Given text
···
Whether you have a long-haired Persian or a hairless Sphynx, all felines have one thing in common: They love to sleep.
Although domestic cats may not rack up as many REMs as big cats (male lions sleep about 20 hours a day), most feline family members sleep from 12 to 16 hours per day.
With that much napping, your cat needs to be comfortable, and you can help by finding the purrfect bed.
Regardless of a cat’s renowned grooming habits, their beds often get filthy.
They can quickly become covered in hair, bacteria or even fleas. The first thing you should do when bed shopping is research how easy the material is to clean. Removable, washable covers are a must whether you buy or make your own cat bed.
Tip: Avoid woven beds that have tassels and beads, as these decorations can easily loosen and become choking hazards.
Basic or acrobatic beds
Cat beds often appear a lot more fun than human beds, not counting those cool airplane and racecar ones you or your kids may have slept in. It all depends on how elaborate you want to go and how much money you can spend.
Cat beds have truly branched out. You can find tree-like pedestals that support several different perches for napping. Best suited for younger, active cats, these tree beds can provide beneficial, extra exercise because your kitten has to climb them to go to sleep.
Consider how your cat likes to catch her zzzs. If she always curls up, she’ll do well with a cup-style bed that surrounds her with sides she can easily negotiate.
···
Aim of the task
Extend the text about choosing a cat bed, picking up after its last sentence. The listing that comes next has nothing to do with the text about cat beds.
···
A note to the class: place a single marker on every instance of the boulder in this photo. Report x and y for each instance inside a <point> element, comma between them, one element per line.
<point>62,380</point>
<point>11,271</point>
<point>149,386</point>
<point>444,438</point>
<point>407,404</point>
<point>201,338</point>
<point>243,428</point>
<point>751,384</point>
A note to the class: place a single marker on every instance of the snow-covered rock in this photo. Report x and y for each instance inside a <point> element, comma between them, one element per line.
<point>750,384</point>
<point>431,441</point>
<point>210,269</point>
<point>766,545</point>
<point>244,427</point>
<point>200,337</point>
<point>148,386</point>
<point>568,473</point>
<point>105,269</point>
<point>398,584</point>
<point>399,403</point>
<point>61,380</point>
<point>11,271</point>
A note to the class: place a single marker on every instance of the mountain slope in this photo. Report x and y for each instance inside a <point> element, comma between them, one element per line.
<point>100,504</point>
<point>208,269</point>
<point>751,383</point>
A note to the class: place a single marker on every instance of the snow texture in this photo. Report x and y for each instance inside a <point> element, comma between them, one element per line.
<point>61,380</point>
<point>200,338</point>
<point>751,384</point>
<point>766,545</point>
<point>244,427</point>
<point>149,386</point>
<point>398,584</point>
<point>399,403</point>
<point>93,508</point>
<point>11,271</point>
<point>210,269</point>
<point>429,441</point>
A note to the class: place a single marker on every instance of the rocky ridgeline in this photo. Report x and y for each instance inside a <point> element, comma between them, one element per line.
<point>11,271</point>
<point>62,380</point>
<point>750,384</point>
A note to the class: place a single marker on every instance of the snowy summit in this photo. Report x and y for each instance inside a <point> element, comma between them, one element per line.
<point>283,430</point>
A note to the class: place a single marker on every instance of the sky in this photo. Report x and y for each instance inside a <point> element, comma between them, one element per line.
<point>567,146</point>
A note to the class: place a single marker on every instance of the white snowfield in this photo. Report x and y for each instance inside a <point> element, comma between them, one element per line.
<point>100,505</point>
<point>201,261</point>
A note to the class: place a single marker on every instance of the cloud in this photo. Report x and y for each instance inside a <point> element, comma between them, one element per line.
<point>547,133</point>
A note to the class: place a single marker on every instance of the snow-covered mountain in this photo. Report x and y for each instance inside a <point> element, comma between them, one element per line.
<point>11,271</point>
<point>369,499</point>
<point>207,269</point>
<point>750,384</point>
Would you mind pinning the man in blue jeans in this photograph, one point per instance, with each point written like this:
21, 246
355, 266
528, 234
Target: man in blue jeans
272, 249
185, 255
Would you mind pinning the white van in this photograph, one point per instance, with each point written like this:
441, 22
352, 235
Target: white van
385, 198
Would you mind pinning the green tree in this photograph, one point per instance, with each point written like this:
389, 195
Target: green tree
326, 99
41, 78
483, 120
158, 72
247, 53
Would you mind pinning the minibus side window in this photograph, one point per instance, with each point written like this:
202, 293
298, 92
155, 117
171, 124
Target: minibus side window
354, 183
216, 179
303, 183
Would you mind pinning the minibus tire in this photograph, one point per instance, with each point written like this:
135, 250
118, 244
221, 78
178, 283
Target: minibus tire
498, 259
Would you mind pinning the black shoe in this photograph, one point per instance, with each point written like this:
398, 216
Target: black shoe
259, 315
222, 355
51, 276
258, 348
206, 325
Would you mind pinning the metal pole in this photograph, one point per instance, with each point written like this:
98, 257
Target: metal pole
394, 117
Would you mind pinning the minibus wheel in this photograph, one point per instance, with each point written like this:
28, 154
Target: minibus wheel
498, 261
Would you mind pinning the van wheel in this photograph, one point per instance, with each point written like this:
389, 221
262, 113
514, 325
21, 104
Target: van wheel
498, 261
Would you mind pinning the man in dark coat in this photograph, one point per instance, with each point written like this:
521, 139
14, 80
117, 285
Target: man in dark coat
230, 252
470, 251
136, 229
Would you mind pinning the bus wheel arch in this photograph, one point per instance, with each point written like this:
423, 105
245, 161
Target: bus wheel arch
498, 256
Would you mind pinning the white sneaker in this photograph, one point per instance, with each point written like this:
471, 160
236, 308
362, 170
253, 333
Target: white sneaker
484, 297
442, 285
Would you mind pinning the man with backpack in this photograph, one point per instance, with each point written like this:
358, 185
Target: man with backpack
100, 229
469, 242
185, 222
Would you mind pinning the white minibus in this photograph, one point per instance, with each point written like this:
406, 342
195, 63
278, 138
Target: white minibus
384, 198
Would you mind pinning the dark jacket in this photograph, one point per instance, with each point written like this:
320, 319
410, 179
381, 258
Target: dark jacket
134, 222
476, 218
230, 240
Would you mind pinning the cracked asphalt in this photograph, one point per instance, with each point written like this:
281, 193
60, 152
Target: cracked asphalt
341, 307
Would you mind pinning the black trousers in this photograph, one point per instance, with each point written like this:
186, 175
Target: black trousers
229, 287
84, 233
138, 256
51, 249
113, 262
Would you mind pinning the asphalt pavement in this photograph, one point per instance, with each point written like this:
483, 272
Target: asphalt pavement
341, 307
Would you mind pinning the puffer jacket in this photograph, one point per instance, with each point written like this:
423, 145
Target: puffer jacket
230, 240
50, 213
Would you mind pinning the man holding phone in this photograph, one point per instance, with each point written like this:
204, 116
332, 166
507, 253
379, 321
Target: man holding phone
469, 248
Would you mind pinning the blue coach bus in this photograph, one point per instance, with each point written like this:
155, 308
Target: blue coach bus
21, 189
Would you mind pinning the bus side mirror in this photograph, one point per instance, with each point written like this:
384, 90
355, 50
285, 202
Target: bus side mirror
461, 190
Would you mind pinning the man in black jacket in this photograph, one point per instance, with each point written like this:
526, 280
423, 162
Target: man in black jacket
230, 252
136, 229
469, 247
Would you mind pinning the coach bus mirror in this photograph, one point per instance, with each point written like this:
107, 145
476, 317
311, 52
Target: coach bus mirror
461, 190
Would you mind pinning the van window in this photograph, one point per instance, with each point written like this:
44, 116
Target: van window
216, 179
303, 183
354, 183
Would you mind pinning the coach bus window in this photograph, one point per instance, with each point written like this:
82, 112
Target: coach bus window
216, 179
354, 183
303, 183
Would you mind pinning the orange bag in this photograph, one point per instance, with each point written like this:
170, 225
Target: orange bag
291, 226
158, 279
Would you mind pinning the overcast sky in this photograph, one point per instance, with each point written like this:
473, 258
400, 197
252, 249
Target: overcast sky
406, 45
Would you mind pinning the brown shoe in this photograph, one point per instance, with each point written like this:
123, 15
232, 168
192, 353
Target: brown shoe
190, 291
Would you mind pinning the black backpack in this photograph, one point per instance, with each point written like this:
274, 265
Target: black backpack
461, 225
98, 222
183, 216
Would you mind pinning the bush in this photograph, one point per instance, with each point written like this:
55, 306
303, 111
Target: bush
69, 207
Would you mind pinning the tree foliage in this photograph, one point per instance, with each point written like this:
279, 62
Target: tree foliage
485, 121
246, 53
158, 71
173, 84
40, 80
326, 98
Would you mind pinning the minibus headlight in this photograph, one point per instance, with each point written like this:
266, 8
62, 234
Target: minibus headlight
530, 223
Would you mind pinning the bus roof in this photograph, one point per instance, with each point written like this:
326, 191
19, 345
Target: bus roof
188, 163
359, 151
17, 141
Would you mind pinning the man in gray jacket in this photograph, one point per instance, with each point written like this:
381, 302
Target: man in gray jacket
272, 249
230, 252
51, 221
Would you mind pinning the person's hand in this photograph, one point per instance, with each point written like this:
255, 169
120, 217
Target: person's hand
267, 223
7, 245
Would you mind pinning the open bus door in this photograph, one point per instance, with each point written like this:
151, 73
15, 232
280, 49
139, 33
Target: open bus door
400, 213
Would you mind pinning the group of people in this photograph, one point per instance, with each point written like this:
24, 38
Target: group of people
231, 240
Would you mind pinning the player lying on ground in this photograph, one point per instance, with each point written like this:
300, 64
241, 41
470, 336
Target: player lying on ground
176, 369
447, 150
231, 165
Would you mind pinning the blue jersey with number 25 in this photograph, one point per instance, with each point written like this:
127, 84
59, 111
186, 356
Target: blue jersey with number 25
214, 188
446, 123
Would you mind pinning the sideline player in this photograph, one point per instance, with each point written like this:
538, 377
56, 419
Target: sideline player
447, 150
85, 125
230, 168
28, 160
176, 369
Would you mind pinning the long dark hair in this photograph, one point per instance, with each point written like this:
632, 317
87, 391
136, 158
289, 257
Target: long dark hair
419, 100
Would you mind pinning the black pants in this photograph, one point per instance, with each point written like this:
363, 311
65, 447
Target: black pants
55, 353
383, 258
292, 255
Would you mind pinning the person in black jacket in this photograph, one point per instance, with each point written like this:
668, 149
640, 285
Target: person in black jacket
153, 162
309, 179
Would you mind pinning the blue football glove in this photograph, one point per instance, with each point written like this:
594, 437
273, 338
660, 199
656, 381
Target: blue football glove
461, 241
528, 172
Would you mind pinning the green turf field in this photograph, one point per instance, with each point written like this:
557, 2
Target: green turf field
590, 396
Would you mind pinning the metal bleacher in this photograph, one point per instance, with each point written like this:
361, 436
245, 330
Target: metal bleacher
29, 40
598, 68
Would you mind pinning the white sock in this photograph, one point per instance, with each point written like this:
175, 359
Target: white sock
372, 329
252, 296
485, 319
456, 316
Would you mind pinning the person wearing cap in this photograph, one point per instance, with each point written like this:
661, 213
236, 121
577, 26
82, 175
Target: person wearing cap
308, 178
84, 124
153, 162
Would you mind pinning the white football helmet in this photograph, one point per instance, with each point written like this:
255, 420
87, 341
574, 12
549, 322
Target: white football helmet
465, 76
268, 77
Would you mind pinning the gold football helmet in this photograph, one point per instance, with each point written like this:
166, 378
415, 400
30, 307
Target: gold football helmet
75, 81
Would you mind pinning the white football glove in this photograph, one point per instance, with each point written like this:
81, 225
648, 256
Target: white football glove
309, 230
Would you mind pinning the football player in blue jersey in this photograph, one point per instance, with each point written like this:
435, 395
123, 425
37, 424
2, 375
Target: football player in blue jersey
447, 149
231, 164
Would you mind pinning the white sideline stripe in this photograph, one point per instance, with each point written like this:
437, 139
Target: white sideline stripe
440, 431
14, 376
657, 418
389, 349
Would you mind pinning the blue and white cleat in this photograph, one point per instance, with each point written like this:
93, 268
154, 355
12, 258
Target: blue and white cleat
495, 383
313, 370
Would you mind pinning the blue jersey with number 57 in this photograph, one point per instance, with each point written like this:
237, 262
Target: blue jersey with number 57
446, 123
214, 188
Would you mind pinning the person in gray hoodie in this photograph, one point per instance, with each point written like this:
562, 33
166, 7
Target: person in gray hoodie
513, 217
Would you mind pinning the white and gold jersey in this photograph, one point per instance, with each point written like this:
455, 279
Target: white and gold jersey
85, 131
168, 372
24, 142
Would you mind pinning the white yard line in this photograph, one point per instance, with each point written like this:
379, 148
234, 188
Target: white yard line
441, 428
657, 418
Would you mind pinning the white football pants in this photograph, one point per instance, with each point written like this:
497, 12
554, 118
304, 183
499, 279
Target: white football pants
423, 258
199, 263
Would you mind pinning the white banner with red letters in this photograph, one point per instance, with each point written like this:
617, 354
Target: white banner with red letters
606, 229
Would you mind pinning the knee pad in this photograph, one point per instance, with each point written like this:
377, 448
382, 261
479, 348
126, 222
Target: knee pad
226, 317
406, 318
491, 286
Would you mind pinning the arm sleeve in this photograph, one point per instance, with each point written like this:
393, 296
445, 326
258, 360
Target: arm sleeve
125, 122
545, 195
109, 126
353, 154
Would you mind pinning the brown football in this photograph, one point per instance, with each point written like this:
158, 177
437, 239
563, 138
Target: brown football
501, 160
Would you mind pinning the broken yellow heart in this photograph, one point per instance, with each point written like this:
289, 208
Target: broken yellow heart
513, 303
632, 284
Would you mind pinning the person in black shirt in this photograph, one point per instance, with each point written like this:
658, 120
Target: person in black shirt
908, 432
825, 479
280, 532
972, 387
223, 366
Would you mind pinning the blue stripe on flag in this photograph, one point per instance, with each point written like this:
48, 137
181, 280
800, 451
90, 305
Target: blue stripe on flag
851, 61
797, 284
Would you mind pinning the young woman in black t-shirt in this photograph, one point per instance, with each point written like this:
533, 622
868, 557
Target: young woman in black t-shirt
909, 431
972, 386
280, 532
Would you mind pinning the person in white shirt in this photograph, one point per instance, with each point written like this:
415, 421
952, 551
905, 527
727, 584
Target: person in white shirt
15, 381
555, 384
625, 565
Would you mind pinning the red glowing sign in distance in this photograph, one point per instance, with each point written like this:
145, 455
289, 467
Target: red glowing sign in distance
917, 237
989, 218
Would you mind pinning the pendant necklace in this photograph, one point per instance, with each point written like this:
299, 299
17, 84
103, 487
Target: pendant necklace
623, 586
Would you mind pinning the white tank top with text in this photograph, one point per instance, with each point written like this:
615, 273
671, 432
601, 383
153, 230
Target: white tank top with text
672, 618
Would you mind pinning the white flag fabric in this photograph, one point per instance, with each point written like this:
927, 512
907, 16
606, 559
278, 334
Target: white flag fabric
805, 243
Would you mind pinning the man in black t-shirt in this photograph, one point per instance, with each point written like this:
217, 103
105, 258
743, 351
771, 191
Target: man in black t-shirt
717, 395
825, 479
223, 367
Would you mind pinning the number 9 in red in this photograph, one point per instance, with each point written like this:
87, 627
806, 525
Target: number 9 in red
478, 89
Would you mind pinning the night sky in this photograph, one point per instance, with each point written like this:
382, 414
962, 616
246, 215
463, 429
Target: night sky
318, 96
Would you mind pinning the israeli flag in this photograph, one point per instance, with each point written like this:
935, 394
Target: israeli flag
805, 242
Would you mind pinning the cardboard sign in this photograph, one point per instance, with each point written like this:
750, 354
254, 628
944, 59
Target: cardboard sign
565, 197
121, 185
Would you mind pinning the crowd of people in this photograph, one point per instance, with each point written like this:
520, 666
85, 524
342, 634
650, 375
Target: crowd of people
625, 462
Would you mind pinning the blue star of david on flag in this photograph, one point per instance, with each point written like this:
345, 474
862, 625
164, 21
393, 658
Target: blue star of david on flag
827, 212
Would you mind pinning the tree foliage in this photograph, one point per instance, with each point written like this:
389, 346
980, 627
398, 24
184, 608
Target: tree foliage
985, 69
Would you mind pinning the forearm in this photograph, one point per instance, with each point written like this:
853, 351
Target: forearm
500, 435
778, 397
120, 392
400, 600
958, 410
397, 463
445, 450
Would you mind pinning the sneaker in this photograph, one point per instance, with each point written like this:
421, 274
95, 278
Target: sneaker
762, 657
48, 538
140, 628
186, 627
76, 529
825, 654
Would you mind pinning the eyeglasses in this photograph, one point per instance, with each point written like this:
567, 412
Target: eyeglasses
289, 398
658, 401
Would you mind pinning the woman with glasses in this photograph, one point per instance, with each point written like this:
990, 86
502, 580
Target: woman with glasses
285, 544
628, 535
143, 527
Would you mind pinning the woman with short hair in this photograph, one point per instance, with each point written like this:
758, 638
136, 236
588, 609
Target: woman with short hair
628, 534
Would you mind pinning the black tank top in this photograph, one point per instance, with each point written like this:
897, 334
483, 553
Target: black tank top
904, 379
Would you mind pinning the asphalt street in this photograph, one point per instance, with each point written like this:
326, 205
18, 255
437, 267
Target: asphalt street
···
Exercise result
If your feline prefers hide ’n’ not seek spaces, like under a couch or in your sweater drawer, she may like a cave-style bed. These beds create an enclosed shelter that can help shyer cats feel a sense of security.
Older cats do best with beds that are easier to access thanks to lower sides or even ramps.
Location, location, location
As we all know, cats like doing things their way. You may very well end up spending months searching for the perfect cat bed, only to find your Queen of the Living Room shuns it. It might not be the bed itself that she dislikes, rather the location.
To find that sweet sleep spot, place your cat’s bed where she most often naps. If she dozes frequently on your sofa’s armrest, put her bed beneath that armrest.
If she still chooses the armrest over her bed, you may want to place the bed on a sturdy platform to replicate her elevated sleep preference.
Some cats require more than one bed, in different locations. If your feline becomes a scaredy cat during fireworks or storms, consider keeping a bed inside one of your closets. For sun-worshipping felines, place the bed in a sunny spot where they can soak up the rays.
Your cat may not show any gratitude for her new bed(s) but when you see her lounging comfortably or curled up snoozing, you can rest easy knowing your efforts are appreciated.